- TASK BRIEF -
Give every line below again, exactly as it appears.

- Data excerpts -
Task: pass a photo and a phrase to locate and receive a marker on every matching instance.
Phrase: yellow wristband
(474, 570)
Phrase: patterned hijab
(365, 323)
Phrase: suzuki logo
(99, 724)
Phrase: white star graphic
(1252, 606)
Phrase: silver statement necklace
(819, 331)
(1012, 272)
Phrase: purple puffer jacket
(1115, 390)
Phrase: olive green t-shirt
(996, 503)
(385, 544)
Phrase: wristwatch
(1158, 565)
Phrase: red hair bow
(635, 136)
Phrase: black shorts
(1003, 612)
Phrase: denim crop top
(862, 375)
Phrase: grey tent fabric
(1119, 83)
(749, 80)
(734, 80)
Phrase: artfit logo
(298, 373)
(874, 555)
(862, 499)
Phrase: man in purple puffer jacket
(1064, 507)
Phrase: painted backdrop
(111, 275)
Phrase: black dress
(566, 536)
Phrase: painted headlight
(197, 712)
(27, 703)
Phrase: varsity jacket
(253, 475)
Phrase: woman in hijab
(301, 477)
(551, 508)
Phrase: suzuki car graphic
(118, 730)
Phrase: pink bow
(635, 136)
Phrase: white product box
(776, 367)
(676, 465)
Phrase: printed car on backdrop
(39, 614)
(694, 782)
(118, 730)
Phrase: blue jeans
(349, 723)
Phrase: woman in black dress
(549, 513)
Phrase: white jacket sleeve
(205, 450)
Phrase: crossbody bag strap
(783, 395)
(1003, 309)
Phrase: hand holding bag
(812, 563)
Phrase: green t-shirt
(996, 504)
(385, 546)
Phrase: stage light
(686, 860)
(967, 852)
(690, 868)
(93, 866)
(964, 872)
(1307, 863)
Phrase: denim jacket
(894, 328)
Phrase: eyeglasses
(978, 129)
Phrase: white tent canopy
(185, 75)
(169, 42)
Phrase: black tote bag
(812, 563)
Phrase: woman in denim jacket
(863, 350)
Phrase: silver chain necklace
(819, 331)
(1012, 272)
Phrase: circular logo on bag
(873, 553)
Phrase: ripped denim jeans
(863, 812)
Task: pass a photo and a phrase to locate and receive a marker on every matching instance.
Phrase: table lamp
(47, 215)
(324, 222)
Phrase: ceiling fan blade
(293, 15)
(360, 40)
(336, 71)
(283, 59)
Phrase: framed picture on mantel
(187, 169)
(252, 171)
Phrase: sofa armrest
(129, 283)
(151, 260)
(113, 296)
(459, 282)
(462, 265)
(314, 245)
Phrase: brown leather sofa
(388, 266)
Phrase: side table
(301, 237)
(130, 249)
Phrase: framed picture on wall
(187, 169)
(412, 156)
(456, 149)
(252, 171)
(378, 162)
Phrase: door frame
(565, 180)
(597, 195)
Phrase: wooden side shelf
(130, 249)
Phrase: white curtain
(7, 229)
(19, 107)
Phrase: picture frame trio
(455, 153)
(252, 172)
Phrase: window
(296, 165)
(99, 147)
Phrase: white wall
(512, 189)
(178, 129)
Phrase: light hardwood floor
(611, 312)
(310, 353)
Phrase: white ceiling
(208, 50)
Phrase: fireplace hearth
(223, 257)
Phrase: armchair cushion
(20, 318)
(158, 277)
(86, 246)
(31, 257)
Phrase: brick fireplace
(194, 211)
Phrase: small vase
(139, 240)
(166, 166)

- OUTPUT FOR THIS EXERCISE -
Task: pass a photo and a phrase to locate and receive a marker on every matching instance.
Phrase: yellow wristband
(474, 570)
Phrase: patterned hijab
(365, 323)
Phrase: suzuki logo
(99, 724)
Phrase: white star graphic
(1252, 606)
Phrase: silver statement necklace
(819, 331)
(1012, 272)
Phrase: purple puffer jacket
(1115, 390)
Phrase: olive green t-shirt
(996, 503)
(385, 544)
Phrase: wristwatch
(1158, 565)
Phrase: red hair bow
(635, 136)
Phrase: black shorts
(1003, 612)
Phrase: denim crop top
(862, 375)
Phrase: grey tent fabric
(1119, 83)
(749, 80)
(734, 80)
Phrase: artfit logo
(298, 373)
(874, 555)
(862, 499)
Phrase: man in purple puffer jacket
(1064, 507)
Phrase: painted backdrop
(111, 275)
Phrase: black dress
(566, 536)
Phrase: painted headlight
(197, 712)
(27, 703)
Phrase: varsity jacket
(253, 475)
Phrase: woman in hijab
(301, 477)
(551, 508)
Phrase: suzuki car graphic
(118, 730)
Phrase: pink bow
(635, 136)
Phrase: white product box
(776, 367)
(676, 465)
Phrase: printed car on backdrop
(39, 614)
(694, 782)
(118, 730)
Phrase: blue jeans
(349, 723)
Phrase: woman in black dress
(549, 513)
Phrase: white jacket sleeve
(205, 450)
Phrase: crossbody bag strap
(783, 395)
(1003, 309)
Phrase: hand holding bag
(812, 563)
Phrase: green t-shirt
(996, 504)
(385, 546)
Phrase: stage light
(686, 860)
(967, 852)
(690, 868)
(93, 866)
(964, 872)
(1307, 863)
Phrase: denim jacket
(894, 328)
Phrase: eyeglasses
(978, 129)
Phrase: white tent canopy
(185, 75)
(169, 42)
Phrase: black tote bag
(812, 563)
Phrase: woman in denim jacket
(863, 350)
Phrase: silver chain necklace
(819, 331)
(1012, 272)
Phrase: circular logo on bag
(873, 553)
Phrase: ripped denim jeans
(863, 812)
Task: pass a photo and a phrase to locate and receive a marker on every matching instance.
Phrase: table lamp
(47, 215)
(324, 222)
Phrase: ceiling fan blade
(293, 15)
(360, 40)
(336, 71)
(283, 59)
Phrase: framed picture on mantel
(187, 169)
(252, 171)
Phrase: sofa armrest
(129, 283)
(151, 260)
(113, 296)
(459, 282)
(462, 265)
(314, 245)
Phrase: brown leather sofa
(388, 266)
Phrase: side table
(301, 237)
(130, 249)
Phrase: framed picture on wall
(187, 169)
(412, 156)
(456, 149)
(252, 171)
(378, 162)
Phrase: door frame
(565, 180)
(597, 195)
Phrase: wooden side shelf
(130, 249)
Phrase: white curtain
(7, 229)
(19, 107)
Phrase: picture frame trio
(455, 153)
(252, 172)
Phrase: window
(296, 165)
(99, 147)
Phrase: white wall
(512, 189)
(178, 129)
Phrase: light hardwood floor
(611, 312)
(310, 353)
Phrase: white ceiling
(208, 50)
Phrase: fireplace hearth
(223, 257)
Phrase: armchair cushion
(20, 318)
(158, 277)
(86, 246)
(31, 257)
Phrase: brick fireplace
(194, 211)
Phrase: small vase
(139, 240)
(166, 166)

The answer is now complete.